**PROBLEM A**. List every date given in the extract about the settlement offers, in the order they appear.
**PROBLEM B**. Among the rows below, rewrite the part that opens with the line containing "the green hedge" and closes with the line containing "x=397, y=311", keeping each request and shifting every coordinate in the answers by adding 130 to both x and y. Give only that part.
[start of SELECTED EXTRACT]
By his Application for Final Orders filed 21 June 2007 the husband sought orders that the wife keep those items to which reference has been made and that he pay $120,000.00. The husband submits that the additional amount ordered to be paid to the wife following the final hearing ($44,398.00) is, in the context of the pool, relatively insignificant. I agree. By contrast, in her Response filed 22 August 2007 the wife sought a payment to her of $700,000.00. I accept the submission by the husband that that claim was unrealistic.
The husband made three written offers of settlement to the wife. In the first offer made on 19 April 2007 the husband offered to pay $120,000.00 split as to $50,000.00 directly and $70,000.00 from his superannuation fund.
In his second offer of 9 May 2007, prior to the commencement of proceedings, the husband offered to pay $120,000.00 in cash to the wife and that she retain all of the assets to which reference has been made.
On 30 November 2007 the husband offered to pay $130,000.00, and provide the wife with half of the furniture and the Accor Vacation Club interest.
[end of SELECTED EXTRACT]
[start of EXCERPTED RECORDS]
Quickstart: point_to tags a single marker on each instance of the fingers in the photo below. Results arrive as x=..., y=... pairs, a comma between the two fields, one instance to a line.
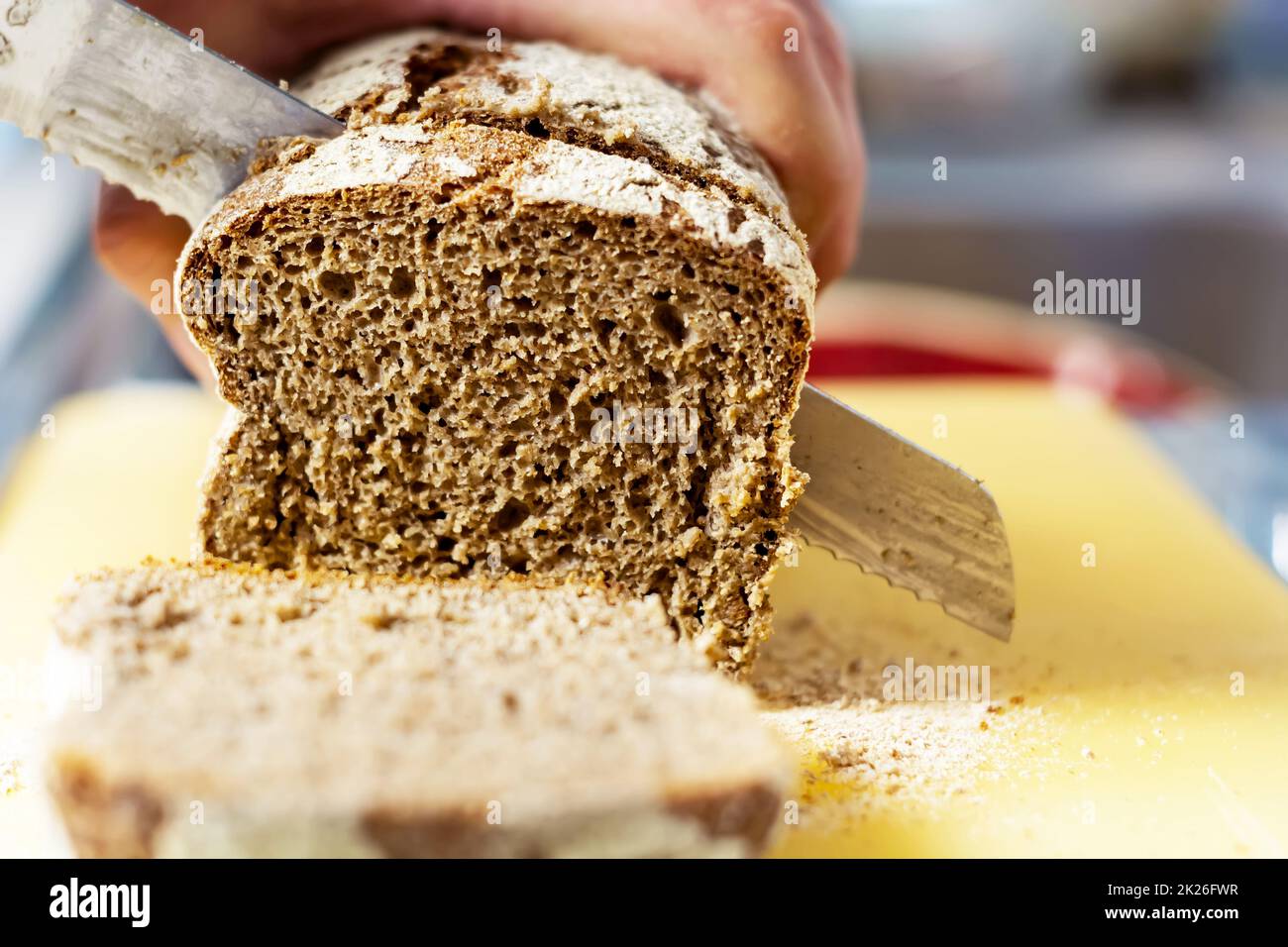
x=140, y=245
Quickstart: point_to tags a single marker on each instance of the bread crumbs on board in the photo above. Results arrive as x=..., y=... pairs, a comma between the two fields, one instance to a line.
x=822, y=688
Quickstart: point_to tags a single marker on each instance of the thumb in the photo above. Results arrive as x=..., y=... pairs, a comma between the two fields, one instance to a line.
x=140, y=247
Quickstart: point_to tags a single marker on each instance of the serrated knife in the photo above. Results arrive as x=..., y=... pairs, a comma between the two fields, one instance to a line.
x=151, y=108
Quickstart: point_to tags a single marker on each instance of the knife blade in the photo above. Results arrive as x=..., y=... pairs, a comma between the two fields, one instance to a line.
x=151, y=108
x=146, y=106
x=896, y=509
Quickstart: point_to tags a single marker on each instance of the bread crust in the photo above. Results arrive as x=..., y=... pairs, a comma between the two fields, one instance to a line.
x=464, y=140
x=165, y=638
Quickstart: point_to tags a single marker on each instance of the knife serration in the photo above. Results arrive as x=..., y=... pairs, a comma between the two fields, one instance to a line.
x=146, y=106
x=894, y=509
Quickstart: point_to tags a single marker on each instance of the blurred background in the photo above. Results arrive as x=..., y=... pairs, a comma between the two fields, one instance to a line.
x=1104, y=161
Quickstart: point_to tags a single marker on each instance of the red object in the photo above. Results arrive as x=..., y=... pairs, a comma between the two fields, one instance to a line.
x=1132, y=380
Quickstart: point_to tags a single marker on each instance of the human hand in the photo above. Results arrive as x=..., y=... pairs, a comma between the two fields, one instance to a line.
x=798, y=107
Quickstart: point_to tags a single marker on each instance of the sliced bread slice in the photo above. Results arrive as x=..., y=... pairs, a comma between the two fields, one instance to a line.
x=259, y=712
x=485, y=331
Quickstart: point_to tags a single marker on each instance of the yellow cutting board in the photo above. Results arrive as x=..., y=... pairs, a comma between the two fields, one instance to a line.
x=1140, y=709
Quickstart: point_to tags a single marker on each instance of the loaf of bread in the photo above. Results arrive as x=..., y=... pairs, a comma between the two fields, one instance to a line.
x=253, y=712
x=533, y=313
[end of EXCERPTED RECORDS]
[start of EXCERPTED RECORDS]
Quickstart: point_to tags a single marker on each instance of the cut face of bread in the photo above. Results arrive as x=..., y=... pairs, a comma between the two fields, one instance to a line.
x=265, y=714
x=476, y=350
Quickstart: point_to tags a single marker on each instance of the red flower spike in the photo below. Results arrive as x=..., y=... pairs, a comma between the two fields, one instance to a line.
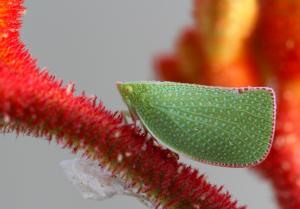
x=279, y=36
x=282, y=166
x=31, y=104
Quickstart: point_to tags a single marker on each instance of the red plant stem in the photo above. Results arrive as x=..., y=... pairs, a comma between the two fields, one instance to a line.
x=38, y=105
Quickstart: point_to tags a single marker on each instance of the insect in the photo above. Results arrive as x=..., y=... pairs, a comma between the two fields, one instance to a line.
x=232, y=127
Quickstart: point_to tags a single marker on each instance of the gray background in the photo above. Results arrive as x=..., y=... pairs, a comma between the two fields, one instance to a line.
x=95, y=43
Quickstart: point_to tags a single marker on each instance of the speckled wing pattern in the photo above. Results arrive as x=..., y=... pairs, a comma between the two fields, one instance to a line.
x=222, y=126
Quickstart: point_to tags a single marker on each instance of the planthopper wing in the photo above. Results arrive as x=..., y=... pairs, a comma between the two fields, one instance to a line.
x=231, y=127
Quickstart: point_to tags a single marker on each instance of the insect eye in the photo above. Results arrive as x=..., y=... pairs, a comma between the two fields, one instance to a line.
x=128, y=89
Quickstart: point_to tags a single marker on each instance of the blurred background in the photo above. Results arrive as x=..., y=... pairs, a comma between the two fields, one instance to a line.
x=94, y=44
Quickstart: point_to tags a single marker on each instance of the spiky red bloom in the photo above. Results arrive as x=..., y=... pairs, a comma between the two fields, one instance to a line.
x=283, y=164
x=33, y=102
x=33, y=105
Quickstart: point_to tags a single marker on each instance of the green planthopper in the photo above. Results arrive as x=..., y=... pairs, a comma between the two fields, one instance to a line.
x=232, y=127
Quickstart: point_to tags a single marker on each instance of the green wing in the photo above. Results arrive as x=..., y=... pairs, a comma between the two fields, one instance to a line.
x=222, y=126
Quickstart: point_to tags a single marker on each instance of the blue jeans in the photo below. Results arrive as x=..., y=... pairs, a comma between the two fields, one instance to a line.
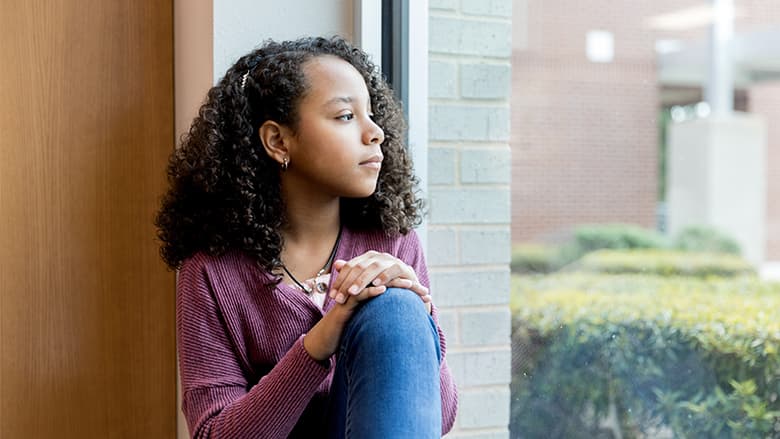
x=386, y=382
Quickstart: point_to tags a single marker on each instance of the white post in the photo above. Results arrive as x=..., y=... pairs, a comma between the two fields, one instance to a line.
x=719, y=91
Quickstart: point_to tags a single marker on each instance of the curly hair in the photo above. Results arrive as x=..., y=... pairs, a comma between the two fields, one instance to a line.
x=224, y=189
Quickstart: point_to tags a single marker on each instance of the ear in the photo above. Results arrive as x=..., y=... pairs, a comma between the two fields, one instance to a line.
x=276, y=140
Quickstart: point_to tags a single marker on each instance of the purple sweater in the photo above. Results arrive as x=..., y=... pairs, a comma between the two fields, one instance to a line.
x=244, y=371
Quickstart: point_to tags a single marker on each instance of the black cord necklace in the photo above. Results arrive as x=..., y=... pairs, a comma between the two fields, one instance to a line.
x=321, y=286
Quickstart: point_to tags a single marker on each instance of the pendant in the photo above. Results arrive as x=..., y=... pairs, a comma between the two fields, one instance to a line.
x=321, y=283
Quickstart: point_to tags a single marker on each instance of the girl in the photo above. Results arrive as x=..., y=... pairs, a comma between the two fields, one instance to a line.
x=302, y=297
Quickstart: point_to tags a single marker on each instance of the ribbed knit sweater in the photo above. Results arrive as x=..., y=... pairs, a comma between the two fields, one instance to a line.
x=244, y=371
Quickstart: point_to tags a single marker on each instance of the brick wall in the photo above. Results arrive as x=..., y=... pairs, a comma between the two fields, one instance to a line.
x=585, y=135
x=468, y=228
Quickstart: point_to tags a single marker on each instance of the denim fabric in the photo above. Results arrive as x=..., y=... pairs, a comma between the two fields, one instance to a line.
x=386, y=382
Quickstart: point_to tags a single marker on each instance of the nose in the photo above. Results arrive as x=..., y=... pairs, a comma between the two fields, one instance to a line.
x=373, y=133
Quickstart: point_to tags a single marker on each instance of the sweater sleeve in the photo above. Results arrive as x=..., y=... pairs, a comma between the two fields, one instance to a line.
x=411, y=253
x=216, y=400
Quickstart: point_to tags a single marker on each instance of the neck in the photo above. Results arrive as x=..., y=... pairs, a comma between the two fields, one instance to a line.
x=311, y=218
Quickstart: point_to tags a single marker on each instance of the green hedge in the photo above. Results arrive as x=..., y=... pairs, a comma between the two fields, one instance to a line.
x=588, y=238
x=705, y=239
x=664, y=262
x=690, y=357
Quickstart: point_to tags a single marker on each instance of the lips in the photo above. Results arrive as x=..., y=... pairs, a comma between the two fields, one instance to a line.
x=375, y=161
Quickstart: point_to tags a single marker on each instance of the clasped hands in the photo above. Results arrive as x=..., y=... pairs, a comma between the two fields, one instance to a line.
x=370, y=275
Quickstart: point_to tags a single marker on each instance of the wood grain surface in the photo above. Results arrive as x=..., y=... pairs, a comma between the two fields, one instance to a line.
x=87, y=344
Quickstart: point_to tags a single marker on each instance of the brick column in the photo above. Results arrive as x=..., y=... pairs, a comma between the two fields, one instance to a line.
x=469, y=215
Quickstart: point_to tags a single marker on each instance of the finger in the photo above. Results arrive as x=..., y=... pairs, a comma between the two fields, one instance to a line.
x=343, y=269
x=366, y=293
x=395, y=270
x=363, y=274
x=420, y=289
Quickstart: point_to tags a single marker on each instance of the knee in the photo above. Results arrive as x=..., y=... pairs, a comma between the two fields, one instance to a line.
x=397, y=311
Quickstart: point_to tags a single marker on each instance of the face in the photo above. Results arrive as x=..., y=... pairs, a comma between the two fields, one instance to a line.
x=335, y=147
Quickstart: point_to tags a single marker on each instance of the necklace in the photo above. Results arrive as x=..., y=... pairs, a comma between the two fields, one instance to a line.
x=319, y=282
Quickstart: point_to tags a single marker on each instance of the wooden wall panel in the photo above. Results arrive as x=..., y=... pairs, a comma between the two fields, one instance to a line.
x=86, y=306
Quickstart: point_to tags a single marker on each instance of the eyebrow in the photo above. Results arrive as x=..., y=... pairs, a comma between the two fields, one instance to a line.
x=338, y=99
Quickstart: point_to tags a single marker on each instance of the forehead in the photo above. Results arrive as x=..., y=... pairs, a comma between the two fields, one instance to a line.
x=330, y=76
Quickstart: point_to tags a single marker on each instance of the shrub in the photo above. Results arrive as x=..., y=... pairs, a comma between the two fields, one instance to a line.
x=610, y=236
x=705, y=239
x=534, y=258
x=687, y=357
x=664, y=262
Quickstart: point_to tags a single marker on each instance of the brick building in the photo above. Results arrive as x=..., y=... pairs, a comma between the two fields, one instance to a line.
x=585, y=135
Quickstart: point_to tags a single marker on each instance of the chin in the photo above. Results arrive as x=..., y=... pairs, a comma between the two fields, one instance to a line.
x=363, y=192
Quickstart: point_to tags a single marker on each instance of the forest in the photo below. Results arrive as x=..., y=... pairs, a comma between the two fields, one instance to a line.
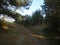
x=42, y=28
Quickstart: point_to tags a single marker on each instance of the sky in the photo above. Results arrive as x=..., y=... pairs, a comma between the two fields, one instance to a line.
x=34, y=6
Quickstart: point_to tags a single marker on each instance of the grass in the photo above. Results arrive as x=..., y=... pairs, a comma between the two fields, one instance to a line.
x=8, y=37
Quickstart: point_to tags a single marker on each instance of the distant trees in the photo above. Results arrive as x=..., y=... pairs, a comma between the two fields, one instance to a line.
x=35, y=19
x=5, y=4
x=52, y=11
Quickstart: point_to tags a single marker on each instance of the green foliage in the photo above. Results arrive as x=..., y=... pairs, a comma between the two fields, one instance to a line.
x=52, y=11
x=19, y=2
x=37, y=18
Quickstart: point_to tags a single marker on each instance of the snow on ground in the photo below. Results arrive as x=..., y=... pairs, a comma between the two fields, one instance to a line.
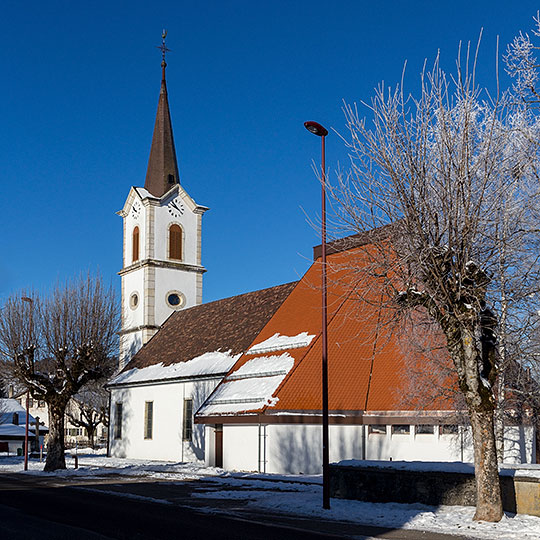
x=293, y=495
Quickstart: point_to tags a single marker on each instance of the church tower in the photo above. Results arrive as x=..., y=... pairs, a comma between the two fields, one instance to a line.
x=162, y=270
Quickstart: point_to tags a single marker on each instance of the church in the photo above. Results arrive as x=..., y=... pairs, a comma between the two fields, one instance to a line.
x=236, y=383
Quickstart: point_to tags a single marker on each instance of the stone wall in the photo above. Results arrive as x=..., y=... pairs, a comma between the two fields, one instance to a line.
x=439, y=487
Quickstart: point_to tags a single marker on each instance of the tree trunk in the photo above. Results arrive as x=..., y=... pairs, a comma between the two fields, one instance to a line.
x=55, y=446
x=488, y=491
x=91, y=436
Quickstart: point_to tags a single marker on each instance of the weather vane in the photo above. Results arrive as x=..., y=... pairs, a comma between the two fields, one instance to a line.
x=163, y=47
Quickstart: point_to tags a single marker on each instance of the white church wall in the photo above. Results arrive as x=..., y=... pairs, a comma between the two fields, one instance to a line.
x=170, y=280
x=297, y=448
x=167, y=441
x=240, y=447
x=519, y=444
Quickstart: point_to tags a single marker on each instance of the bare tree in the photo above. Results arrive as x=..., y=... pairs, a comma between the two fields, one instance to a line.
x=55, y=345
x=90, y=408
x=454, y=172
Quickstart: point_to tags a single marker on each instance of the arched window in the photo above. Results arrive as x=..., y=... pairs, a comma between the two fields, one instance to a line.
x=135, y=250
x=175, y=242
[end of EXCERPTED RECORDS]
**WRITTEN ANSWER A**.
21 June 2007
22 August 2007
19 April 2007
9 May 2007
30 November 2007

**WRITTEN ANSWER B**.
Quickstart: point_to tags a single marker on each instance of the green hedge in the photo above. Results arrive as x=..., y=... pairs, a comma between the two fields, one instance to a line.
x=718, y=368
x=835, y=369
x=794, y=392
x=820, y=487
Quickstart: point_to tags a single marker on each instance of the lips in the photo above. Results arrive as x=..., y=... pairs, a comma between the two fields, one instance to a line.
x=505, y=291
Quickstart: point_to tags a single marker on each instance of the clasped hands in the photo above. Results arrive as x=..., y=... pairs, a comma between the two fields, one instance to a line.
x=500, y=405
Quickstart: point_to tags a single marker on each instance of the wood grain surface in the photo above. Results arrive as x=..., y=... pairs, a comma between the two fields, one instance to a line.
x=217, y=474
Quickstart: point_to tags a single marker on each instance of the brick column in the photo above. Results arrive as x=..., y=... pairs, a comma between the two fields, one instance to a line.
x=599, y=345
Quickstart: point_to tags a single marker on each instance of the finger in the photo above. Results arrive as x=..., y=... pairs, a comma between the two fields, one instance to a line.
x=473, y=399
x=496, y=423
x=525, y=400
x=493, y=404
x=550, y=419
Quickstart: point_to tags a single marker on each instance of the knee in the photo above. Results arrive as x=..., y=... pairs, a comma between the two fields, one instance to a line.
x=527, y=441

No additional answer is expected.